**** FRAGMENTO PARA REVISAR
El primero interpreta a un pianista cuyo miedo escénico va a alcanzar cotas inimaginables cuando descubra, durante una de sus actuaciones, que un francotirador le está apuntando con su rifle, y que va a disparar si el artista marra alguna nota de la partitura. ¿Se acuerdan de lo mal que lo pasó Colin Farrell en aquella cabina telefónica de «Última llamada»? Pues más o menos lo mismo, pero en la ópera. El resultado es un a veces increíble pero casi siempre elegante y eficiente thriller que, navegando entre las influencias de Alfred Hitchcock y Brian De Palma -casi nada-, consigue acelerar el ritmo cardíaco y clavar al espectador en la butaca, haciendo alarde de un funcionamiento digno de... un piano suizo.
********
TAREAS DEL EJERCICIO
• 1. Responde a estas preguntas sobre el fragmento del pianista:
(a) ¿Qué va a hacer el francotirador si el artista marra alguna nota de la partitura?
(b) ¿En qué lugar lo pasó mal Colin Farrell en «Última llamada»?
(c) ¿Entre las influencias de qué dos nombres navega el thriller?
• 2. Por favor, retoma el fragmento del pianista y continúalo a partir de su última oración.
**** ENTRADAS PROPORCIONADAS
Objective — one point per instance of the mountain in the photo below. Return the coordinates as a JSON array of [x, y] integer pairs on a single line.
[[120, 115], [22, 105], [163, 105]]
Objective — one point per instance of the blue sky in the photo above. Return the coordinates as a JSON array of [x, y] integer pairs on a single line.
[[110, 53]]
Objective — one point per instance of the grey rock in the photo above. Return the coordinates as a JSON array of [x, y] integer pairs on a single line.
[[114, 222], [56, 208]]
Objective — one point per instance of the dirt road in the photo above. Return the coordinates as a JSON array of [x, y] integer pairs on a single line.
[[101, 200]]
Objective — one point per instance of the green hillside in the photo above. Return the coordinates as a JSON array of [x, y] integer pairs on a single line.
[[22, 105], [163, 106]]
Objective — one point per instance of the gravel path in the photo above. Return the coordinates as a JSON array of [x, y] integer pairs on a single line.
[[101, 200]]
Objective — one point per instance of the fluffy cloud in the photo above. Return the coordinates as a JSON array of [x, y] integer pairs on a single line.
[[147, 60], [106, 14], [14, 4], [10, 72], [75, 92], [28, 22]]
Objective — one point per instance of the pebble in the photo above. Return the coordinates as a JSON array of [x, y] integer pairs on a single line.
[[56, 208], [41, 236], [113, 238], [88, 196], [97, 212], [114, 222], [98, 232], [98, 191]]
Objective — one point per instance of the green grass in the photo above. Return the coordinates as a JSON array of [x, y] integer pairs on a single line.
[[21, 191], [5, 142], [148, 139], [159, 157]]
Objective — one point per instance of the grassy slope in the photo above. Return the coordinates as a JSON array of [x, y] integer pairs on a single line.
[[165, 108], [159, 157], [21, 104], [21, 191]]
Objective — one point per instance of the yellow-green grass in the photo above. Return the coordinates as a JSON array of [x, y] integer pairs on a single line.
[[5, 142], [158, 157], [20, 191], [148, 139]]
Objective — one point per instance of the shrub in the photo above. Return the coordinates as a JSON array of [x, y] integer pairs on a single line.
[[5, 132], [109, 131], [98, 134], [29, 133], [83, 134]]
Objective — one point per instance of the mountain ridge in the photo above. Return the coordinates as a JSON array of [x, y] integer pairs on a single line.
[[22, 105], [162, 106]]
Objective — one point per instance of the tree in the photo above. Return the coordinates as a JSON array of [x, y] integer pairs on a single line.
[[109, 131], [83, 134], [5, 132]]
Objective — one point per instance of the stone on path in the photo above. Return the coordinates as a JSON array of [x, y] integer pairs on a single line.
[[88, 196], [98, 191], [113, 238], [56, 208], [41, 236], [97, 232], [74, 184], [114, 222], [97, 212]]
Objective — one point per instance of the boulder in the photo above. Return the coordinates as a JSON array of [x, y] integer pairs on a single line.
********
RESULTADOS POR TAREA
• 1.
(a) Va a disparar.
(b) En una cabina telefónica.
(c) Alfred Hitchcock y Brian De Palma.

• 2.
En el otro lado del ring, otro esperadísimo fenómeno. El idolatrado Sion Sono presentó la primera de sus dos películas este año en Sitges. «Why Don't You Play In Hell?» («¿Por qué no juegas en el infierno?») es lo que promete, tanto el título como el interesantísimo currículum de su director. Más de dos horas de furia, gritos, disparos y golpes de katana. Un apabullante testigo del mejor nihilismo japonés en el que el chambara y los yakuza chocan frontalmente para que el espectador se quede a solas con la bestia más temible de todas: el cine, que todo lo envilece... que todo lo ennoblece
En medio de ambas propuestas, y tal y como exige el guión, hasta hay tiempo y espacio para el más absoluto -y delicioso- desconcierto. Las secciones paralelas Panorama y Nuevas Visiones aportan las dosis de experimentalismo y provocación que se le exige también a este tipo de citas. Aquí, hablar de abrir melones es, por supuesto, quedarse corto. Triángulos románticos en una soleada California o en una Argentina post-apocalíptica; amores inmunes a «océanos de tiempo» y a sórdidos crímenes acaecidos en románticas suites de hotel. Esperen lo inesperado... y tengan siempre por seguro que el mencionado elemento fantástico, de forma más o menos subliminal, va a ir de la mano.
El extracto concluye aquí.